(Coordinate labeling data)
'''
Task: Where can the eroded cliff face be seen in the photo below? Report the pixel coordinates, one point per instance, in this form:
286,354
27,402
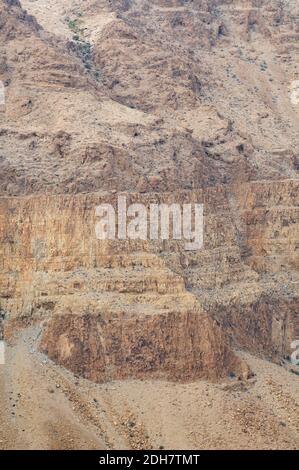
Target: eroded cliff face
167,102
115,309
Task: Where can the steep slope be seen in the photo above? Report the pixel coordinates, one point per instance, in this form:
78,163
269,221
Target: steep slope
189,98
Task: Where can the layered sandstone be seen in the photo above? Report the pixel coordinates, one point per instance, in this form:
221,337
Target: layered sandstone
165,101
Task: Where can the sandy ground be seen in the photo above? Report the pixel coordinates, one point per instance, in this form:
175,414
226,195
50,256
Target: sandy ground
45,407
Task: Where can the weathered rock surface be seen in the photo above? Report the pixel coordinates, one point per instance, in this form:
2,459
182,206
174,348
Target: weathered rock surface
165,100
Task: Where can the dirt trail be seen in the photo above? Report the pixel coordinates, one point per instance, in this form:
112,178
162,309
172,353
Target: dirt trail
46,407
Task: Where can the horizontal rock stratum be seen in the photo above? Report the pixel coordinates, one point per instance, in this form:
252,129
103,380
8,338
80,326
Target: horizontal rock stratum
'''
Pull out every line from the one with "Task: Where can the weathered" to the end of the listing, and output only those.

Task: Where can the weathered rock surface be seen in the photo above? Report the pixel coordinates, one point per instance, in this form:
2,459
182,206
174,348
Target: weathered rock surface
165,100
Task: Where can the dirt trail be seen in the photo above? Report the pixel coordinates, one point per instance, in this form:
112,178
162,309
172,353
Target: dirt trail
46,407
Task: Where can the horizontal rock stratum be seen in the photo above? Report the pixel coordinates, one point per instance, in this form:
252,129
103,380
8,338
80,326
Target: horizontal rock stratum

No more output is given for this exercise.